#### Texte source

Je peux également confirmer que [E] travaillait de chez elle, et était complétement isolée du «monde PARAGON ». Et pour cause, je l’ai souvent informée moi-même, de quelques changements ou nouveautés chez PARAGON, personne ne l’ayant fait.

J’ai toujours eu chez PARAGON, où je suis restée 42 ans, une bonne réputation professionnelle. Je connais [E] [R], depuis des années et je peux certifier qu’elle avait une réputation professionnelle égale à la mienne. Réputation que nous nous sommes forgées en travaillant sans relâche. Nous avions toutes les deux un impératif, la satisfaction à 100 % de nos clients. Et pour cela, non seulement nous ne comptions pas nos heures, mais avons dû travailler pendant nos congés, et parfois le week-end.

Alors, lorsque [E] a reçu des lettres recommandées successives, cela l’a beaucoup affectée.

########
#### Données brutes

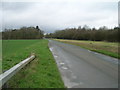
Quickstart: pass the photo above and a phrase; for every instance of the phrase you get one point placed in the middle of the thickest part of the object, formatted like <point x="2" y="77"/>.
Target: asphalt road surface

########

▸ Consignes:
1) Recopiez le passage du témoignage allant de « Je peux également » jusqu'à « parfois le week-end. » inclus, en remplaçant « clients » par « interlocuteurs ».
2) Relevez dans le témoignage tous les groupes nominaux introduits par le déterminant possessif « nos ».

▸ Réponses par consigne:
1)
Je peux également confirmer que [E] travaillait de chez elle, et était complétement isolée du «monde PARAGON ». Et pour cause, je l’ai souvent informée moi-même, de quelques changements ou nouveautés chez PARAGON, personne ne l’ayant fait.

J’ai toujours eu chez PARAGON, où je suis restée 42 ans, une bonne réputation professionnelle. Je connais [E] [R], depuis des années et je peux certifier qu’elle avait une réputation professionnelle égale à la mienne. Réputation que nous nous sommes forgées en travaillant sans relâche. Nous avions toutes les deux un impératif, la satisfaction à 100 % de nos interlocuteurs. Et pour cela, non seulement nous ne comptions pas nos heures, mais avons dû travailler pendant nos congés, et parfois le week-end.

2)
nos clients
nos heures
nos congés